> _Problem statement_
Quote word for word from the line holding "hillside, I would be grateful." to the last line below, including both, and omit any pictures.

> _Input_
((

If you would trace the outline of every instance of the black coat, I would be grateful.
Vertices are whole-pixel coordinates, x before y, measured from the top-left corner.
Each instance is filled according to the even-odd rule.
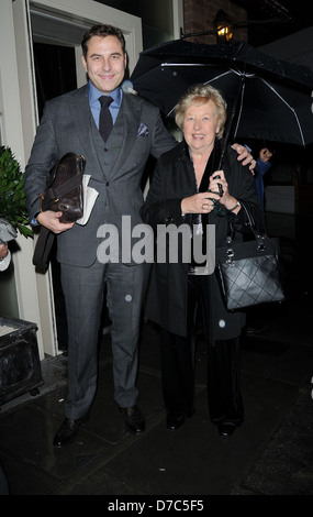
[[[255,221],[261,224],[264,213],[257,197],[255,180],[248,166],[237,161],[237,153],[227,147],[222,169],[228,184],[228,191],[236,199],[249,204]],[[180,204],[185,197],[195,194],[193,165],[187,152],[185,142],[174,150],[165,153],[158,161],[148,196],[141,216],[147,224],[156,231],[157,226],[169,224],[179,227],[187,223],[192,228],[192,216],[181,216]],[[247,230],[247,220],[244,210],[238,215],[227,212],[228,216],[211,216],[209,223],[215,224],[215,244],[223,245],[227,235],[227,217],[233,219],[236,230]],[[175,227],[171,227],[175,231]],[[159,228],[158,228],[159,230]],[[243,235],[237,233],[236,239]],[[188,295],[188,264],[155,263],[152,267],[149,288],[146,300],[146,316],[148,319],[164,327],[169,332],[186,336],[187,295]],[[245,312],[230,312],[225,309],[214,274],[203,275],[203,282],[210,283],[212,339],[232,339],[241,334],[245,324]],[[223,324],[221,324],[221,320]]]

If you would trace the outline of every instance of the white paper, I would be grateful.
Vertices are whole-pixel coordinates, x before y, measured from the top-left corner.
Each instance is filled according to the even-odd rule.
[[[94,188],[88,186],[90,178],[91,175],[88,174],[83,174],[82,176],[83,216],[76,221],[82,227],[88,222],[96,199],[99,196],[99,193]]]

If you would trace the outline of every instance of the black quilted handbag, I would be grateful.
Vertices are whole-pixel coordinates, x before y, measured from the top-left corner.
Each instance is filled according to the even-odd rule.
[[[260,234],[243,202],[254,238],[235,242],[230,223],[227,244],[216,249],[215,274],[227,310],[284,300],[279,239]]]

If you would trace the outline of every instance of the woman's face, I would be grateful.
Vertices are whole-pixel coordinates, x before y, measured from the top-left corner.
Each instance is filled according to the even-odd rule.
[[[191,151],[211,151],[216,133],[220,131],[215,103],[209,100],[205,105],[194,103],[188,108],[185,112],[182,130]]]

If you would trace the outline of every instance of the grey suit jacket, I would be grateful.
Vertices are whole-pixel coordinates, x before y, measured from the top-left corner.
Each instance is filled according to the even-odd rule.
[[[59,262],[89,266],[97,258],[101,224],[114,224],[121,239],[122,216],[131,217],[131,228],[142,223],[141,179],[146,161],[149,154],[158,158],[176,143],[158,109],[132,94],[123,95],[108,145],[96,127],[87,85],[46,102],[24,175],[30,218],[40,210],[40,194],[46,189],[51,169],[68,152],[86,157],[85,174],[91,175],[89,185],[99,193],[88,223],[76,223],[57,237]]]

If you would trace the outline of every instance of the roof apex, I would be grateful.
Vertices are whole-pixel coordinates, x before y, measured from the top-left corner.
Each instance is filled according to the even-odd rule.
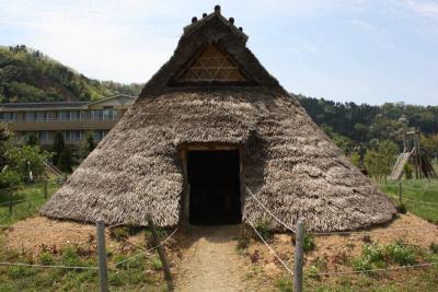
[[[230,27],[231,32],[233,34],[235,34],[237,36],[239,36],[243,43],[247,42],[249,36],[246,34],[243,33],[242,27],[237,27],[234,25],[234,19],[230,17],[229,20],[227,20],[221,13],[220,13],[220,7],[216,5],[215,7],[215,12],[211,12],[210,14],[203,14],[203,17],[200,20],[197,20],[196,16],[194,16],[192,19],[192,23],[184,26],[184,33],[183,36],[187,36],[189,34],[192,34],[194,31],[196,31],[197,28],[200,28],[201,26],[206,25],[207,23],[209,23],[210,21],[215,20],[215,19],[219,19],[223,24],[226,24],[227,26]]]

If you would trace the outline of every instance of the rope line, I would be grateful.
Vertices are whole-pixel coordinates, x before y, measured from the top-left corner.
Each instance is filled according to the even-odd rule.
[[[46,266],[38,264],[24,264],[24,262],[0,262],[0,266],[24,266],[24,267],[36,267],[36,268],[53,268],[53,269],[83,269],[83,270],[99,270],[97,267],[71,267],[71,266]]]
[[[0,229],[7,229],[7,230],[14,230],[14,229],[16,229],[16,230],[44,230],[44,231],[62,231],[62,230],[69,230],[69,231],[84,231],[83,229],[81,229],[81,227],[78,227],[78,229],[69,229],[69,227],[66,227],[66,229],[49,229],[49,227],[23,227],[23,226],[10,226],[10,225],[0,225]]]
[[[403,269],[411,269],[411,268],[418,268],[418,267],[431,267],[434,265],[438,265],[436,262],[424,262],[418,265],[411,265],[411,266],[401,266],[401,267],[392,267],[387,269],[369,269],[362,271],[332,271],[332,272],[316,272],[316,276],[332,276],[332,275],[354,275],[354,273],[364,273],[364,272],[374,272],[374,271],[392,271],[392,270],[403,270]]]
[[[155,245],[155,246],[153,246],[153,247],[151,247],[151,248],[149,248],[149,249],[146,249],[146,248],[142,247],[142,246],[136,245],[136,246],[138,246],[138,247],[140,247],[140,248],[142,248],[142,249],[146,249],[146,250],[143,250],[143,252],[141,252],[141,253],[138,253],[137,255],[135,255],[135,256],[132,256],[132,257],[130,257],[130,258],[127,258],[127,259],[120,260],[120,261],[118,261],[118,262],[115,262],[115,264],[113,264],[112,267],[117,267],[117,266],[119,266],[119,265],[122,265],[122,264],[124,264],[124,262],[127,262],[127,261],[130,261],[130,260],[132,260],[132,259],[136,259],[136,258],[138,258],[139,256],[141,256],[141,255],[147,255],[149,252],[152,252],[153,249],[158,248],[159,246],[162,246],[165,242],[168,242],[168,241],[176,233],[177,230],[178,230],[178,227],[176,227],[176,229],[175,229],[168,237],[165,237],[165,240],[162,241],[160,244],[158,244],[158,245]],[[129,242],[129,243],[130,243],[130,242]],[[130,244],[132,244],[132,243],[130,243]]]
[[[401,231],[438,231],[437,227],[423,227],[423,226],[397,226],[391,230],[364,230],[364,231],[334,231],[334,232],[312,232],[314,235],[331,235],[331,234],[350,234],[350,233],[389,233],[389,232],[401,232]]]
[[[277,220],[278,223],[280,223],[281,225],[284,225],[286,229],[290,230],[291,232],[296,233],[296,231],[290,227],[289,225],[287,225],[285,222],[283,222],[281,220],[279,220],[273,212],[270,212],[269,209],[267,209],[255,196],[254,194],[251,191],[251,189],[245,185],[246,190],[250,192],[250,195],[252,196],[253,199],[255,199],[255,201],[266,211],[268,212],[275,220]]]
[[[417,201],[417,200],[413,200],[413,199],[408,199],[408,198],[402,198],[402,201],[403,201],[403,200],[413,201],[413,202],[423,203],[423,205],[431,205],[431,206],[437,206],[437,207],[438,207],[438,203],[436,203],[436,202]]]
[[[263,238],[263,236],[258,233],[258,231],[254,227],[253,224],[251,224],[250,221],[247,221],[247,223],[251,225],[251,227],[253,227],[254,232],[258,235],[258,237],[262,240],[262,242],[267,246],[267,248],[269,248],[269,250],[274,254],[274,256],[278,259],[279,262],[281,262],[283,267],[285,267],[285,269],[290,273],[290,276],[293,277],[293,272],[289,269],[289,267],[285,264],[285,261],[281,260],[281,258],[277,255],[277,253],[275,253],[274,248],[272,248],[267,242],[265,242],[265,240]]]
[[[0,203],[0,206],[8,206],[8,205],[11,205],[11,203],[18,203],[18,202],[24,202],[24,201],[28,201],[28,200],[16,200],[16,201],[11,201],[11,202],[2,202],[2,203]]]

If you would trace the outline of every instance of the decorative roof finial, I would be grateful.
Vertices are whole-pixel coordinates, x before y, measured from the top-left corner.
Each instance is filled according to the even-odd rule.
[[[215,13],[220,14],[220,5],[215,7]]]

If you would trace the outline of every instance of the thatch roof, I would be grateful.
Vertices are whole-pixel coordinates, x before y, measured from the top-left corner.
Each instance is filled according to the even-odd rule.
[[[287,224],[301,218],[313,230],[334,231],[390,221],[390,200],[261,66],[244,35],[220,13],[201,21],[186,27],[174,56],[41,213],[137,225],[147,225],[150,213],[161,226],[176,225],[184,188],[178,149],[209,142],[244,148],[242,183]],[[208,43],[229,54],[247,82],[178,84],[178,72]],[[242,203],[244,221],[269,219],[251,196]]]

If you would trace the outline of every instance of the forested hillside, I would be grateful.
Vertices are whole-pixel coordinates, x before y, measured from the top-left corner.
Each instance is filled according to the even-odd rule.
[[[140,90],[141,84],[89,79],[26,46],[0,46],[0,103],[93,101]]]
[[[423,147],[430,155],[438,155],[438,106],[417,106],[385,103],[381,106],[335,103],[296,95],[313,120],[347,154],[359,144],[369,148],[382,140],[401,147],[407,127],[423,132]]]

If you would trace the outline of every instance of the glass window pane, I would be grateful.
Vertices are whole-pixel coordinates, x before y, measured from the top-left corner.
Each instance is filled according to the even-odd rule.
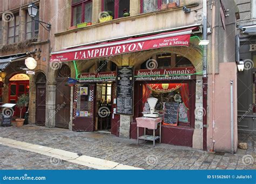
[[[82,23],[82,6],[75,7],[73,9],[73,25]]]
[[[15,16],[15,25],[18,25],[19,24],[19,17],[18,16]]]
[[[119,10],[118,17],[124,17],[124,10],[126,9],[126,12],[130,12],[130,1],[119,0]]]
[[[11,84],[11,96],[15,96],[16,95],[16,85]]]
[[[9,27],[13,27],[14,26],[14,22],[15,22],[15,19],[12,19],[11,21],[9,22]]]
[[[10,27],[8,31],[8,37],[13,37],[14,36],[14,27]]]
[[[79,3],[80,1],[81,0],[73,0],[72,4],[76,4],[77,3]]]
[[[85,4],[84,22],[89,23],[92,22],[92,2]]]
[[[17,36],[15,37],[15,42],[18,42],[18,41],[19,41],[19,36]]]
[[[157,0],[143,0],[143,12],[154,11],[157,9]]]
[[[10,37],[8,38],[8,44],[13,44],[14,43],[14,37]]]
[[[15,36],[19,35],[19,26],[15,26]]]
[[[104,11],[111,11],[114,16],[114,0],[104,0]]]
[[[26,34],[26,38],[27,39],[30,39],[32,38],[32,33],[28,33]]]

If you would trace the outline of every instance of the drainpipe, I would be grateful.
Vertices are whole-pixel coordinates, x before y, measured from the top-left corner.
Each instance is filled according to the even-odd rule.
[[[215,1],[212,2],[212,147],[214,151],[215,144]]]
[[[204,14],[203,37],[203,40],[207,40],[207,0],[203,0],[203,11]],[[207,45],[204,45],[203,52],[203,148],[207,151]]]
[[[233,119],[233,80],[230,81],[230,122],[231,126],[231,151],[234,153],[234,119]]]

))

> _Written response_
If you would trace the outline of every instance of the forested hillside, I would be grateful.
Vertices are whole-pixel coordinates, x before y, measured from the top-left corner.
Each instance is filled according to the even-odd rule.
[[[140,90],[141,84],[89,79],[26,46],[0,46],[0,103],[93,101]]]
[[[423,147],[430,155],[438,155],[438,106],[417,106],[385,103],[381,106],[335,103],[296,95],[313,120],[347,154],[359,144],[369,148],[382,140],[401,147],[407,127],[423,132]]]

If you would trace the outline of every instance of the glass window pane, I would be grateful.
Vertices are whole-pixel coordinates, x before y, measured from the top-left corner.
Each instance is filled according to the even-odd rule.
[[[82,23],[82,6],[75,7],[73,9],[73,25]]]
[[[15,16],[15,25],[18,25],[19,24],[19,17],[18,16]]]
[[[119,10],[118,17],[124,17],[124,10],[126,9],[126,12],[130,12],[130,1],[119,0]]]
[[[11,84],[11,96],[15,96],[16,95],[16,85]]]
[[[9,27],[13,27],[14,26],[14,22],[15,22],[15,19],[12,19],[11,21],[9,22]]]
[[[10,27],[8,31],[8,37],[13,37],[14,36],[14,27]]]
[[[79,3],[80,1],[81,0],[73,0],[72,4],[76,4],[77,3]]]
[[[85,4],[84,22],[89,23],[92,22],[92,2]]]
[[[17,36],[15,37],[15,42],[18,42],[18,41],[19,41],[19,36]]]
[[[157,0],[143,0],[143,12],[154,11],[157,9]]]
[[[10,37],[8,38],[8,44],[13,44],[14,43],[14,37]]]
[[[15,36],[19,35],[19,26],[15,26]]]
[[[104,11],[111,11],[114,16],[114,0],[104,0]]]
[[[26,34],[26,38],[27,39],[30,39],[32,38],[32,33],[28,33]]]

If you would trace the outline of every instance of the drainpipe, I would be grateful.
Vertices are whole-pixel coordinates, x before y, measured from the top-left corner.
Each instance is filled according to the even-odd rule.
[[[215,1],[212,2],[212,147],[214,151],[215,144]]]
[[[204,14],[203,37],[203,40],[207,40],[207,0],[203,0],[203,11]],[[207,45],[204,45],[203,52],[203,148],[207,151]]]
[[[233,119],[233,80],[230,81],[230,122],[231,126],[231,151],[234,153],[234,119]]]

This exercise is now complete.